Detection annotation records
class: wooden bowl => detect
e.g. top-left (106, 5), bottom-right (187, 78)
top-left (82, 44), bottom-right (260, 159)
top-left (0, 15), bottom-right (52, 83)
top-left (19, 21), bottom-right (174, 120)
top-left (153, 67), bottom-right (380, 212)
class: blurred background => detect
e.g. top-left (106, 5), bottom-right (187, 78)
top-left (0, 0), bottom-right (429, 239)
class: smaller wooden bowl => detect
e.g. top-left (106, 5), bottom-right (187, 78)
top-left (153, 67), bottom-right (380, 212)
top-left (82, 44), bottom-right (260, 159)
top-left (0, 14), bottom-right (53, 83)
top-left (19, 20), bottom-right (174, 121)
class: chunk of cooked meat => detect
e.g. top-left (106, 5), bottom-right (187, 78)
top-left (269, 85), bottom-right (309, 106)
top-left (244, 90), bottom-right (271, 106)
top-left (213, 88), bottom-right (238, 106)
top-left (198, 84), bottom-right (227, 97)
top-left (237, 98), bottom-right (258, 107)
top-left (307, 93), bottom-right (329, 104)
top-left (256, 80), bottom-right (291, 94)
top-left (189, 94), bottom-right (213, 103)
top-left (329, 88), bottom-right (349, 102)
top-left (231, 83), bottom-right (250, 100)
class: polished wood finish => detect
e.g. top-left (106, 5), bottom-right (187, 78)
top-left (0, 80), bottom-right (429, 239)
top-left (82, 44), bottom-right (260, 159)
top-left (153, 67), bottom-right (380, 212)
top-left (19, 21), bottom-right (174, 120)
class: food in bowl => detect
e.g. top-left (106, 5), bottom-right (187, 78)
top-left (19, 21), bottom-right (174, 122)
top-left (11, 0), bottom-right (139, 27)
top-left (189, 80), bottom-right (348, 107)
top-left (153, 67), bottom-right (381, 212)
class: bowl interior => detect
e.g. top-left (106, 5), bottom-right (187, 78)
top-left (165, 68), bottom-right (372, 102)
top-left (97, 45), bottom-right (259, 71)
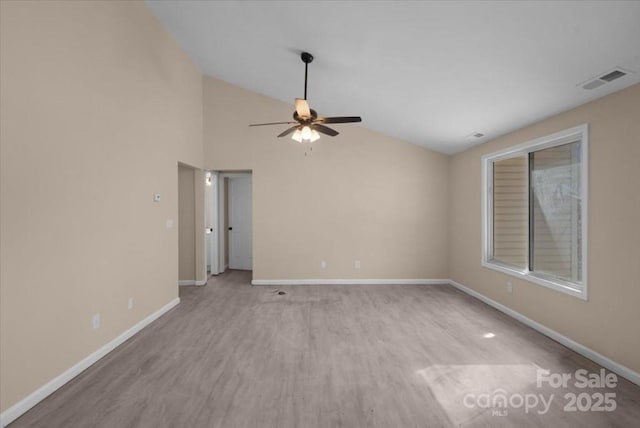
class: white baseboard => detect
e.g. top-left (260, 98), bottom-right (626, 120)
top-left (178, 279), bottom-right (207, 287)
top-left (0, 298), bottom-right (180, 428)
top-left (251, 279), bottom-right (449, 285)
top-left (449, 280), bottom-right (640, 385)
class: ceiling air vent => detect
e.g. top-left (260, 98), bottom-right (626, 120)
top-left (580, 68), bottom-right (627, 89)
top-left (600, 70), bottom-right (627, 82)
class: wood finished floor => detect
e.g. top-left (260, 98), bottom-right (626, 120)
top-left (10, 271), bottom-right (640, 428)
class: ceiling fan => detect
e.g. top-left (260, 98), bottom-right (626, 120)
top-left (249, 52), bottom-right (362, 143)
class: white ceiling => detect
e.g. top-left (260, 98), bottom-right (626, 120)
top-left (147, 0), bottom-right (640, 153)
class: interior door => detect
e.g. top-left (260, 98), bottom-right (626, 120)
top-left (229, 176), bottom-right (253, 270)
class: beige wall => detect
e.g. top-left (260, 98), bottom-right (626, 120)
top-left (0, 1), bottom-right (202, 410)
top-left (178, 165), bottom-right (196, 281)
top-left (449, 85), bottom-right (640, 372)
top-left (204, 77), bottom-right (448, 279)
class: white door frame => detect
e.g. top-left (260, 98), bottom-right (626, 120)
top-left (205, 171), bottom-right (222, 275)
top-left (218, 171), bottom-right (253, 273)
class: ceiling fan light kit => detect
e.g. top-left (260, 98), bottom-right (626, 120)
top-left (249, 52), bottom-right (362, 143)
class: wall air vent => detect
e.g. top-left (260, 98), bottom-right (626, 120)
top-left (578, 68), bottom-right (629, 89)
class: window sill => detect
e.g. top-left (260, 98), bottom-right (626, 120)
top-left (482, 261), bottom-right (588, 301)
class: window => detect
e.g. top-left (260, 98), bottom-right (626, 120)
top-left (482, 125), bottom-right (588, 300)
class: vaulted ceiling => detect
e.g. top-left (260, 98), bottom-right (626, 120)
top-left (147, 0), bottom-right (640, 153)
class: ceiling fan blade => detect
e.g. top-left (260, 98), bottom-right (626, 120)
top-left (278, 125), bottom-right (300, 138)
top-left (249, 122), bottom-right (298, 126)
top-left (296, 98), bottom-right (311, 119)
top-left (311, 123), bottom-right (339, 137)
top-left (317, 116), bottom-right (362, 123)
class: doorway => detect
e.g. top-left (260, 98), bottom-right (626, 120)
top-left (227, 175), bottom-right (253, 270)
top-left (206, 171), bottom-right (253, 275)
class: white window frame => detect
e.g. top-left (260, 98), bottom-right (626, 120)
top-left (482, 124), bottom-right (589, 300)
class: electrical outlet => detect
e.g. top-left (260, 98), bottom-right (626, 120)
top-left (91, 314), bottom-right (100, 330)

...

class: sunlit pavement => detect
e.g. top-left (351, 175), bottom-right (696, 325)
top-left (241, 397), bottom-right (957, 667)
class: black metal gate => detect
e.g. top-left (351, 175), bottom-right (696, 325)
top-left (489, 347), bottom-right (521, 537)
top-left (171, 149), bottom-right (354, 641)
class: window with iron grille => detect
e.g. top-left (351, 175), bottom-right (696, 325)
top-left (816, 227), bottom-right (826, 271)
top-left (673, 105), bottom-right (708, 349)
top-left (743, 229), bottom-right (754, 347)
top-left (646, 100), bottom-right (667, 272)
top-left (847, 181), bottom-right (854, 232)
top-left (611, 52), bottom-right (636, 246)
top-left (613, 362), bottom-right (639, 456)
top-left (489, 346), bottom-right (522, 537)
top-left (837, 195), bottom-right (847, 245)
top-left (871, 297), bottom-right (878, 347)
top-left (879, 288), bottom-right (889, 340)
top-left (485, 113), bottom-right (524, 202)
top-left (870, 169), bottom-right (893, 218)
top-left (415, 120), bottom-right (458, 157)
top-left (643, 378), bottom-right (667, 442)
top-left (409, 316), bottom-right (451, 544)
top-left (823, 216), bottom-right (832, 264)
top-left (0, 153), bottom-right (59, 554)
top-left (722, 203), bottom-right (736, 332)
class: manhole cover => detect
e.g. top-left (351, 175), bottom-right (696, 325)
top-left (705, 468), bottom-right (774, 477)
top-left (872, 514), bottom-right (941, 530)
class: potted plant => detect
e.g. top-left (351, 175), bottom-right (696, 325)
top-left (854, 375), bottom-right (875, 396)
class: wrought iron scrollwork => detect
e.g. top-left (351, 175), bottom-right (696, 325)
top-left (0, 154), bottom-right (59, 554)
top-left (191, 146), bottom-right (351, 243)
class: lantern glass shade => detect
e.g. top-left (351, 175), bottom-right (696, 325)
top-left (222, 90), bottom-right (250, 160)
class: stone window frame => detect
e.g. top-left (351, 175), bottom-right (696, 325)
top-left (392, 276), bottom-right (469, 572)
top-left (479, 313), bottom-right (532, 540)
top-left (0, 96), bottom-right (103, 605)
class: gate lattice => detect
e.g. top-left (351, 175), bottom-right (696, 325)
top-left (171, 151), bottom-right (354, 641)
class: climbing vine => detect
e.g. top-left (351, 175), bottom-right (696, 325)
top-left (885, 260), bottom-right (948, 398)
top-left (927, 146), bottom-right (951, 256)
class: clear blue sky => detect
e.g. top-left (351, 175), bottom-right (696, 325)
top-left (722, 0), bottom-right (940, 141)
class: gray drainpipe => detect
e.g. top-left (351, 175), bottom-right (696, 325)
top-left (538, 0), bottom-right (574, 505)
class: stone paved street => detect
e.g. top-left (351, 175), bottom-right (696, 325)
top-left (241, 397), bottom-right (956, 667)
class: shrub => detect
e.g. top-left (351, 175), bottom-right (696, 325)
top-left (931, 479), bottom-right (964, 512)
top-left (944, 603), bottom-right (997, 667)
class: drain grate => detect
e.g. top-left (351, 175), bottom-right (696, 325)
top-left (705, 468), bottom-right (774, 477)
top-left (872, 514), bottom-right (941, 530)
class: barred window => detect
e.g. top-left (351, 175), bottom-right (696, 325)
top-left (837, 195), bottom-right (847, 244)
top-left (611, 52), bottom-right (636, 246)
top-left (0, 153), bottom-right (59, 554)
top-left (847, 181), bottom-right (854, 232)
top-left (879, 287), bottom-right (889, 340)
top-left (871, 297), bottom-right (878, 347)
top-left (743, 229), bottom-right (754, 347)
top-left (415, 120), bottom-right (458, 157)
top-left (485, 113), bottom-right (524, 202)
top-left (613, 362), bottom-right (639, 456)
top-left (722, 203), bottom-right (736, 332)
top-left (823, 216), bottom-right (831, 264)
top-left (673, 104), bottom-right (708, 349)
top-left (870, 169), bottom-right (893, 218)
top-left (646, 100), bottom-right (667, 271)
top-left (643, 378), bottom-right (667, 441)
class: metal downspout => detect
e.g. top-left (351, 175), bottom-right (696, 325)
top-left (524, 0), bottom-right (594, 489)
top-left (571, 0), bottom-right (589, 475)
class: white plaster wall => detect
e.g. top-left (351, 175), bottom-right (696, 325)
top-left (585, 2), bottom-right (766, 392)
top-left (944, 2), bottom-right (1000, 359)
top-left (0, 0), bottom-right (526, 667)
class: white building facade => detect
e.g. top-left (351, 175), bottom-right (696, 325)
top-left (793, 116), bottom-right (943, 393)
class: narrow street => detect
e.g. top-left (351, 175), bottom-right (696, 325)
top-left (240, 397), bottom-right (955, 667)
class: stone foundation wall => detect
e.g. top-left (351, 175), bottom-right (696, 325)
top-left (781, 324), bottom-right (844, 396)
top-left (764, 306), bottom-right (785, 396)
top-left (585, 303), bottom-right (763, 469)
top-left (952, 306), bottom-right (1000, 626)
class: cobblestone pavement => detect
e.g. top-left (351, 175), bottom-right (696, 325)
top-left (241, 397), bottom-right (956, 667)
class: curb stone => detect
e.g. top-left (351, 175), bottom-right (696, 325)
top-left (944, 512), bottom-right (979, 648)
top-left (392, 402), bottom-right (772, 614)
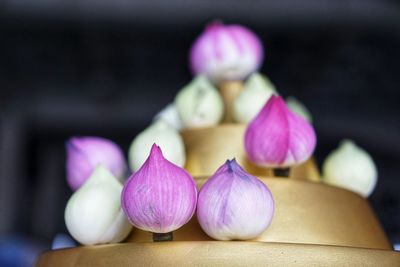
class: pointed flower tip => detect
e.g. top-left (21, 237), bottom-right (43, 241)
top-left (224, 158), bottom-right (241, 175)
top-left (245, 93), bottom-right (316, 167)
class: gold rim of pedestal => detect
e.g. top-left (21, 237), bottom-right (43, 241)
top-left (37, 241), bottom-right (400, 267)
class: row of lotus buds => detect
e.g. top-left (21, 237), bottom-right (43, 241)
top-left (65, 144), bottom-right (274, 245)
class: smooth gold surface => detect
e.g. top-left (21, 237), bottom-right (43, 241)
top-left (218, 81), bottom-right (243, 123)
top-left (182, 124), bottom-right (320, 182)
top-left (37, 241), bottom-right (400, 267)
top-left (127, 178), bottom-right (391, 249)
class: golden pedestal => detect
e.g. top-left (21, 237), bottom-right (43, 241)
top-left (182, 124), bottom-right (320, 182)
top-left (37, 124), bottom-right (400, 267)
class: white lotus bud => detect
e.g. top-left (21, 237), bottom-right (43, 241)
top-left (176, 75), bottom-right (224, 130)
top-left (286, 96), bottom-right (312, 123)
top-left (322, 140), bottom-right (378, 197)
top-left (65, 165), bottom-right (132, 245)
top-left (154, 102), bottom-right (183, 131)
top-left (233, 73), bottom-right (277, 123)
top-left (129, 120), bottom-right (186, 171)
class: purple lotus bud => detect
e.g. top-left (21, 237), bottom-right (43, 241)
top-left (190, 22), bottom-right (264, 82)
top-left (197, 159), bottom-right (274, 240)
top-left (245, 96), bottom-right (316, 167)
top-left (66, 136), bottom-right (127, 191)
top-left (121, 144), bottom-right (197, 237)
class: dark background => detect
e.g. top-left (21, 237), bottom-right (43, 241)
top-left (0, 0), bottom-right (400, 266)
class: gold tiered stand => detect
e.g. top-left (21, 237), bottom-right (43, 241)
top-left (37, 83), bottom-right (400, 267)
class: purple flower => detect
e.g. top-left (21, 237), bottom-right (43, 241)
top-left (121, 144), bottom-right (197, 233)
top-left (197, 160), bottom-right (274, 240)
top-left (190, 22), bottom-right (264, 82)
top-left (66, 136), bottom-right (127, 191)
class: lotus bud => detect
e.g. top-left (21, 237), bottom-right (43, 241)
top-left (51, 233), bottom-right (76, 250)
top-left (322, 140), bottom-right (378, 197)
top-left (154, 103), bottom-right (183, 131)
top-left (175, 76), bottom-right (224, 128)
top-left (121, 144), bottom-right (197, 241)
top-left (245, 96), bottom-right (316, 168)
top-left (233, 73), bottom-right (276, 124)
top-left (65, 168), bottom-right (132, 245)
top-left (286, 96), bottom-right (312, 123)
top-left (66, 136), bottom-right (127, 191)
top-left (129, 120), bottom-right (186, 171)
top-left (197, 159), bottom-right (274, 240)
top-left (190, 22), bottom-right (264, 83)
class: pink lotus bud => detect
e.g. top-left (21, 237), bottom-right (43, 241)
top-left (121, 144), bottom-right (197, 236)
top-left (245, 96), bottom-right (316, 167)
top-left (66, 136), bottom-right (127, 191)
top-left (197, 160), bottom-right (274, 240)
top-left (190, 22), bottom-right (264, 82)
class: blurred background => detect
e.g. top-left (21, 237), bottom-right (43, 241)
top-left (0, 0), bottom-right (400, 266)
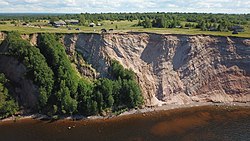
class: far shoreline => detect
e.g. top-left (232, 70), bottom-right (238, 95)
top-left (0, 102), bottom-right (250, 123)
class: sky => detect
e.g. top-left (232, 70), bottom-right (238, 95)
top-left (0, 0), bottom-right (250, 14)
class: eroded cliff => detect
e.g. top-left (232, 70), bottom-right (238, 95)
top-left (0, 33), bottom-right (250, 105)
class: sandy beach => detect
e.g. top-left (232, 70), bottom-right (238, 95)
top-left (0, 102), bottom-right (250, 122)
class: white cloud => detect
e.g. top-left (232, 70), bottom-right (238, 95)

--

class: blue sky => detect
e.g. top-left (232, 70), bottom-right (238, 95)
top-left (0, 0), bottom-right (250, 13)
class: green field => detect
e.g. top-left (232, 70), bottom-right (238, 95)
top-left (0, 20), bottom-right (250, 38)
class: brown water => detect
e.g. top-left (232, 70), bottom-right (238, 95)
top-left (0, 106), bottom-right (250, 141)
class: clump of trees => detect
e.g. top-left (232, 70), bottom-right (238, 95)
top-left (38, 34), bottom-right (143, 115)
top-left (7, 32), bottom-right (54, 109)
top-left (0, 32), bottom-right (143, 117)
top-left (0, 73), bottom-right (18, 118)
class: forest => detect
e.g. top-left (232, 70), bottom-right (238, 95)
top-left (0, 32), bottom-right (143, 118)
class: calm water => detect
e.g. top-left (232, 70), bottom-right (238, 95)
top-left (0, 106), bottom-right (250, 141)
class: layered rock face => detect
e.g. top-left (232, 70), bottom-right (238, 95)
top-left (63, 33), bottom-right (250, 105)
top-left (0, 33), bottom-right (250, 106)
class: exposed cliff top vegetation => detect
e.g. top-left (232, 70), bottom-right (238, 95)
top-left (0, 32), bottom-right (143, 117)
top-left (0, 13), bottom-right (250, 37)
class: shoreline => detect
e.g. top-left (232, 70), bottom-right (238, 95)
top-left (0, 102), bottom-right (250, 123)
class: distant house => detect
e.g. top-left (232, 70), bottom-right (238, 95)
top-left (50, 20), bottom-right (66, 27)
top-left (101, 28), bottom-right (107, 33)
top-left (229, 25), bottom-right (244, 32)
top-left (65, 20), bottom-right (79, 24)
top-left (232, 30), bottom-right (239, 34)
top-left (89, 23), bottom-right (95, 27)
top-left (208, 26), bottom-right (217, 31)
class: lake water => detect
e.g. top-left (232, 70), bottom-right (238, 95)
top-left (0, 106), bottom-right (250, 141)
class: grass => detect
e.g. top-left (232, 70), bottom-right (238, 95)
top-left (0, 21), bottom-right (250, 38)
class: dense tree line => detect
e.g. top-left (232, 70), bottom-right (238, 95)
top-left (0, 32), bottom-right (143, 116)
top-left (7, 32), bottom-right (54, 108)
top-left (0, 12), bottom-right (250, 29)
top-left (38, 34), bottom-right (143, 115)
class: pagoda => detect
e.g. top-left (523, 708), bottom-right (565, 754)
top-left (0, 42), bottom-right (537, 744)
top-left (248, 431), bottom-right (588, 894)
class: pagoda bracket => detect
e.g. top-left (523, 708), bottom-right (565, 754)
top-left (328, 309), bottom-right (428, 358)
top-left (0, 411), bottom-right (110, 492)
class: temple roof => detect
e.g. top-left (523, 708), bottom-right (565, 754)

* [EXERCISE REQUIREMENTS]:
Please rescale everything in the material from the line containing "class: white ceiling => detect" down to the line containing "top-left (229, 176), bottom-right (253, 270)", both included. Write those lines out again with the requests, multiplying each answer coordinate by 1.9 and rounding to a whole number with halves going up, while the requests and their sample coordinates stay unchanged.

* [SOLUTION]:
class: white ceiling => detect
e.g. top-left (260, 98), bottom-right (626, 120)
top-left (279, 0), bottom-right (1216, 291)
class: interior door => detect
e.g. top-left (260, 98), bottom-right (626, 120)
top-left (435, 334), bottom-right (481, 513)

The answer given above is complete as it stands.